Task — Copy each of the records below line for line, with no changes.

Dataset rows —

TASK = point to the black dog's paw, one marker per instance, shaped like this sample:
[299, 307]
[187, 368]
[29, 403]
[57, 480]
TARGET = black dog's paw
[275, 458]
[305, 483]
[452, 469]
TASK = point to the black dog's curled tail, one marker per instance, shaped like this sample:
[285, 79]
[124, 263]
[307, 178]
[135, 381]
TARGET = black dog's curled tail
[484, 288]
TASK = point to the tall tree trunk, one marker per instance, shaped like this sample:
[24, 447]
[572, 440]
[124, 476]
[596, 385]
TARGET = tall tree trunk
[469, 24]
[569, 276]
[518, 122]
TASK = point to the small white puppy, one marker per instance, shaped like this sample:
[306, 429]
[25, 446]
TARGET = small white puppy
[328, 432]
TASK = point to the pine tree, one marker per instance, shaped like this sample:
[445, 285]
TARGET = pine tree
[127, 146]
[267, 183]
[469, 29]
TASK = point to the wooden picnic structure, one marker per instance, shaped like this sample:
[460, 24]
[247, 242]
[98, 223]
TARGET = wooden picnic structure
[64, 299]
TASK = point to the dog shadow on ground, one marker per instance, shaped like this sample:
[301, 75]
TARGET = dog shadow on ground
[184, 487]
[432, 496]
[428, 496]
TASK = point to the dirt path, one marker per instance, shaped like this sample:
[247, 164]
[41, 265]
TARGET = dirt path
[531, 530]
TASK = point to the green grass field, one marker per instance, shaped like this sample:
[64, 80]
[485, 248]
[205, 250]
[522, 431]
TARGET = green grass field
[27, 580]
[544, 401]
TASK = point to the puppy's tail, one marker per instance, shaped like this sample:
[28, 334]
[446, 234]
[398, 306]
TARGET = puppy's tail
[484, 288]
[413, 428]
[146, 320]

Output for this exercise —
TASK = point to the black dog's paw, one marker per instance, shaped like this sample:
[299, 307]
[187, 368]
[29, 403]
[57, 480]
TARGET = black dog's paw
[275, 458]
[305, 483]
[452, 469]
TASK = point to the black dog's curled tail, one marker per instance, shaped like this sample:
[285, 79]
[124, 263]
[307, 178]
[135, 381]
TARGET = black dog's curled tail
[484, 288]
TASK = point to the tall tree trunk, one marker per instance, shaped like this sample:
[24, 447]
[572, 440]
[124, 476]
[596, 385]
TARGET = tall tree trunk
[469, 24]
[569, 276]
[518, 122]
TASK = point to the small white puppy, one marker per instance, shaped like this sample:
[306, 429]
[25, 446]
TARGET = small white puppy
[328, 432]
TASK = point to the pine tree, one marker per instance, shaped like this sample:
[445, 285]
TARGET = pine tree
[127, 146]
[267, 183]
[469, 29]
TASK = point to the wooden picnic structure, one marker per instance, shaped like this sample:
[460, 24]
[247, 242]
[98, 223]
TARGET = wooden picnic structure
[64, 299]
TASK = point to the dog shadow on ground, one marker per instance, shaped like this sample:
[301, 75]
TARGET = dog shadow on ground
[184, 487]
[432, 496]
[428, 496]
TASK = point to the dirt path, one marker per instance, shaped like this sample:
[247, 164]
[41, 265]
TARGET = dirt path
[531, 530]
TASK = point to the green grass field, one marker per instance, shaped like this sample:
[64, 80]
[485, 248]
[205, 250]
[522, 431]
TARGET = green grass field
[27, 580]
[544, 401]
TASK = point to the puppy's tail, one marker per instance, shaped like this sample:
[28, 334]
[446, 234]
[398, 306]
TARGET = puppy's tail
[484, 288]
[413, 428]
[146, 320]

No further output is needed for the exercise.